▶ Instruções
1. No trecho sobre a genética da inteligência, reproduza tudo desde "Dilemas éticos no" até "propensão à inteligência.", trocando "Robert Plomin" por "o pesquisador".
2. Segundo o trecho sobre a genética da inteligência, em quantos genes já identificados se baseiam as análises genéticas elaboradas pelo grupo de Robert Plomin?

▶ Trecho da página

══════════

Dilemas éticos no estudo da genética da inteligência

Apesar de que até a presente data as pesquisas só conseguirem desvendar um componente ínfimo da parcela que se credita à genética na inteligência, alguns pesquisadores de genética comportamental, em especial o grupo liderado pelo mais importante Geneticista comportamental da atualidade, Robert Plomin, do Kings College of London, já está elaborando análises genéticas, baseadas nos 52 genes já identificados, para predizer se pessoas ou grupos têm maior ou menor propensão à inteligência.

Só no segundo semestre de 2017, estes grupo de pesquisa já publicou cinco artigos científicos tentando demonstrar a utilização de testes genéticos para predizerem vários aspectos relacionados a inteligência (veja as referências* no fim deste artigo), questões relacionadas à genética estão envoltas em dilemas éticos, mas quando assunto é pesquisar a genética da inteligência humana, estes dilemas afloram a pele.

A inteligência está intimamente ligada com o senso de quem nós somos e quem podemos nos tornar, e inúmeras preocupações surgem, entre elas:

  • Potencial uso deste conhecimento para “produzir bebês melhores”;
  • Perigo de que se espalhem idéias de que pelas limitações determinadas por nossos genes, nós não somos responsáveis pelo que atingimos ou deixamos de atingir;
  • Graves erros do passado aonde pesquisas genéticas foram utilizadas para impulsionar agendas racistas e classistas, incluindo idéias de que intervenções em grupos desavantajados seriam limitadas pelas suas limitações genéticas, aumentando mais ainda a desigualdade social;
  • Preocupações com a privacidade dos sujeitos destas pesquisas;
  • Preocupações de que achados entre indivíduos serão erroneamente extrapolados para conclusões sobre diferentes populações;

Cautela com testes genéticos

Em uma era em que testes genéticos são oferecidos por algumas empresas diretamente aos consumidores sem a orientação de profissionais de saúde habilitados para orientá-los, e na qual se aperfeiçoam a cada dia técnicas de correção do DNA que poderão ser aplicadas a embriões humanos, a possível identificação de variantes genéticas relacionadas à inteligência faz com que o que era pura ficção científica há muito pouco tempo atrás, passe a ser realidade em curto espaço de tempo.

══════════

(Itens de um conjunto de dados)
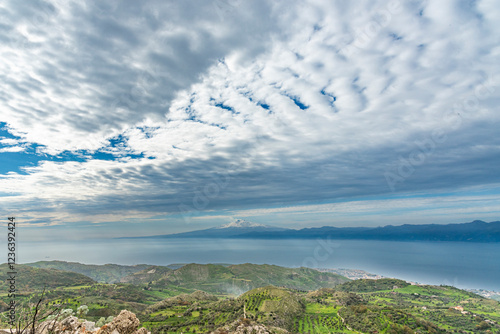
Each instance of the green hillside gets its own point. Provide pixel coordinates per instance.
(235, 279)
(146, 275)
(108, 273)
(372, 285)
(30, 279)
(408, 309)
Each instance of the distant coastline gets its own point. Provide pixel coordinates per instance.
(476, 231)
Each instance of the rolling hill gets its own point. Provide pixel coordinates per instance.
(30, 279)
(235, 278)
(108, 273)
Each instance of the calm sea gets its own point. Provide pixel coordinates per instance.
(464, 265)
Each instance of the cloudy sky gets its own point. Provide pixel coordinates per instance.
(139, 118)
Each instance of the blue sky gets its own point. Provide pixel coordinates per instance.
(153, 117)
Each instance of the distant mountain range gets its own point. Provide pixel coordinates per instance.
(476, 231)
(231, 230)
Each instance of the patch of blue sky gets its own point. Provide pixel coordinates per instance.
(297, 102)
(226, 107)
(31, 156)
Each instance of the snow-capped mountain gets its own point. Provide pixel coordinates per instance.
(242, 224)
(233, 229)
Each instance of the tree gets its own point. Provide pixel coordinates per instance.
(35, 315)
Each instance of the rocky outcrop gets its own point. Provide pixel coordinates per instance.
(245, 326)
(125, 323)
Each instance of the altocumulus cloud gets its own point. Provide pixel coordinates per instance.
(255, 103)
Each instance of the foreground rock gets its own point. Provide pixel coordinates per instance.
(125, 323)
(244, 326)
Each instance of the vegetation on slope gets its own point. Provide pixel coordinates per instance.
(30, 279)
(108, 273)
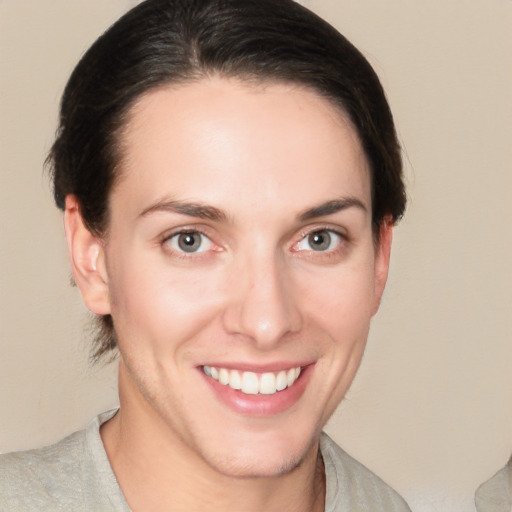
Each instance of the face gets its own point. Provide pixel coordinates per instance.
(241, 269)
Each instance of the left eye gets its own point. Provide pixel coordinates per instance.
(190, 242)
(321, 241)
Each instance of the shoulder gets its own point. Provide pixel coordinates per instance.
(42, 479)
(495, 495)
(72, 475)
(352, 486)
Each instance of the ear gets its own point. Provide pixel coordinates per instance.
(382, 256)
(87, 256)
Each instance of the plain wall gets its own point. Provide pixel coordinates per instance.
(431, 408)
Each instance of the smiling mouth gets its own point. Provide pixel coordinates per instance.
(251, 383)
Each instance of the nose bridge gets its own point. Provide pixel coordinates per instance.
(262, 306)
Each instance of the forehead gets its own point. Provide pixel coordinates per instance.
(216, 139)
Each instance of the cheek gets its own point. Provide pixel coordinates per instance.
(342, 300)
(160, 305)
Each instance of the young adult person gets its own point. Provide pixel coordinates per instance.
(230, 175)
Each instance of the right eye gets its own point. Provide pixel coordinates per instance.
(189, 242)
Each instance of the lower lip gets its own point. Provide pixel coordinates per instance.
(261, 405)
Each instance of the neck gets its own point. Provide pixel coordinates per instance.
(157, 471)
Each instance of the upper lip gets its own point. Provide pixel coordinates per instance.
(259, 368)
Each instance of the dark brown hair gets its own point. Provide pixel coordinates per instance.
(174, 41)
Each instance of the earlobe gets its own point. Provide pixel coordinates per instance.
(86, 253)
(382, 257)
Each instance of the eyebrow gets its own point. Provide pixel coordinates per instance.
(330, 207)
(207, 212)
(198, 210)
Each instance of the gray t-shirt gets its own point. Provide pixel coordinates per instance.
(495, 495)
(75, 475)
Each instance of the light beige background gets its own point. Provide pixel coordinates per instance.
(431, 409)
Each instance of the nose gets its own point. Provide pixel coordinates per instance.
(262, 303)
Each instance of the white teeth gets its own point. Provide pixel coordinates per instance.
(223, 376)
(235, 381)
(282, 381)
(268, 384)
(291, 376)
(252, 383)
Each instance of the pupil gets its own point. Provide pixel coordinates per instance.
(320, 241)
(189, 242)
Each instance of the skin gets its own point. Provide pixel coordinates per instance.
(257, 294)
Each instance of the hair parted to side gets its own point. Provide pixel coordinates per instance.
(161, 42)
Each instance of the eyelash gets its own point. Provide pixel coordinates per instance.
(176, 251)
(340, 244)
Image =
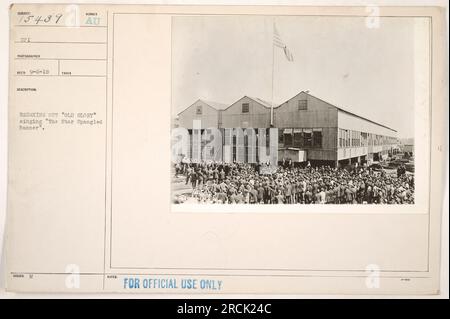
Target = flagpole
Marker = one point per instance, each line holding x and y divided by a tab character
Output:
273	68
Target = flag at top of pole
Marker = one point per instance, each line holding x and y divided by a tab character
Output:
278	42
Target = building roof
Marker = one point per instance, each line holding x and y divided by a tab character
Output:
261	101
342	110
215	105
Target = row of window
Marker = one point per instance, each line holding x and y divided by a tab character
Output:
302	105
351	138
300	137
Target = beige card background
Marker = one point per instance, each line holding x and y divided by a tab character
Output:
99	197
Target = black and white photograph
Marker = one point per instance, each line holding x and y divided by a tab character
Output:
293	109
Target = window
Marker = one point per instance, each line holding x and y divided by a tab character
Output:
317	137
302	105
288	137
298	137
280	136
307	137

══════════

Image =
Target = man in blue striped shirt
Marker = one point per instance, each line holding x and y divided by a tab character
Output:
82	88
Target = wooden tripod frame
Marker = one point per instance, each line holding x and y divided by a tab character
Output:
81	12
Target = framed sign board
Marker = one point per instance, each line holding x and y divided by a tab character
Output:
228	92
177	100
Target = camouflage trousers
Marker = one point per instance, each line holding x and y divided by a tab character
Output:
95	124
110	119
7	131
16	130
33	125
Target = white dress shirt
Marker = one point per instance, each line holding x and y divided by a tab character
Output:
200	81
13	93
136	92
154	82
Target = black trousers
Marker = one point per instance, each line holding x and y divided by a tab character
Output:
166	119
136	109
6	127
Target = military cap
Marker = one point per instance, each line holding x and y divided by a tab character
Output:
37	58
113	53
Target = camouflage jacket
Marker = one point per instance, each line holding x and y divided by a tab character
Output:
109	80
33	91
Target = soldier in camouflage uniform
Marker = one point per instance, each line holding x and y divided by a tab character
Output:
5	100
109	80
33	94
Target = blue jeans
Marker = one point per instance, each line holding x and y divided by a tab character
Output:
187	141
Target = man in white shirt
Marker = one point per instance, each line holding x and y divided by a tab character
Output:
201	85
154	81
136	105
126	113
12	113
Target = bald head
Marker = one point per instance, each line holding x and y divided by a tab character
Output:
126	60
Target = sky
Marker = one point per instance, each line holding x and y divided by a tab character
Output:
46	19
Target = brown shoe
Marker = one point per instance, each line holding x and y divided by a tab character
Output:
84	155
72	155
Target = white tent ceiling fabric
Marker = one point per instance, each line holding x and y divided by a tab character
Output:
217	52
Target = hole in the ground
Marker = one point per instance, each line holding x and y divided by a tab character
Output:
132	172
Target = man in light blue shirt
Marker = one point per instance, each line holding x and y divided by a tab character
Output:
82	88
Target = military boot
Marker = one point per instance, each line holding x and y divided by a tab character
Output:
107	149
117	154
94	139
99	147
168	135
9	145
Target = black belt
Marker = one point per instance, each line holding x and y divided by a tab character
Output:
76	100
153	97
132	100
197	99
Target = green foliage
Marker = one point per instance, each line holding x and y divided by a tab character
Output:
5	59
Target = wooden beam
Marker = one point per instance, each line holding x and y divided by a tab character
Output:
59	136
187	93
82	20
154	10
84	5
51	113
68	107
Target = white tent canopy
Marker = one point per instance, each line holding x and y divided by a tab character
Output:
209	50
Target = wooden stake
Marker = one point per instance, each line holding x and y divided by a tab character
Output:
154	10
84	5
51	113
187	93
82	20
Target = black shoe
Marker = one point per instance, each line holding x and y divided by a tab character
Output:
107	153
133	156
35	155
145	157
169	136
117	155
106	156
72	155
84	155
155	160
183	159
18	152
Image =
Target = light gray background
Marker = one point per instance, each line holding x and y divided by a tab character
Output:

══════════

▶ Respostas
1.
Dilemas éticos no estudo da genética da inteligência

Apesar de que até a presente data as pesquisas só conseguirem desvendar um componente ínfimo da parcela que se credita à genética na inteligência, alguns pesquisadores de genética comportamental, em especial o grupo liderado pelo mais importante Geneticista comportamental da atualidade, o pesquisador, do Kings College of London, já está elaborando análises genéticas, baseadas nos 52 genes já identificados, para predizer se pessoas ou grupos têm maior ou menor propensão à inteligência.

2. Em 52 genes.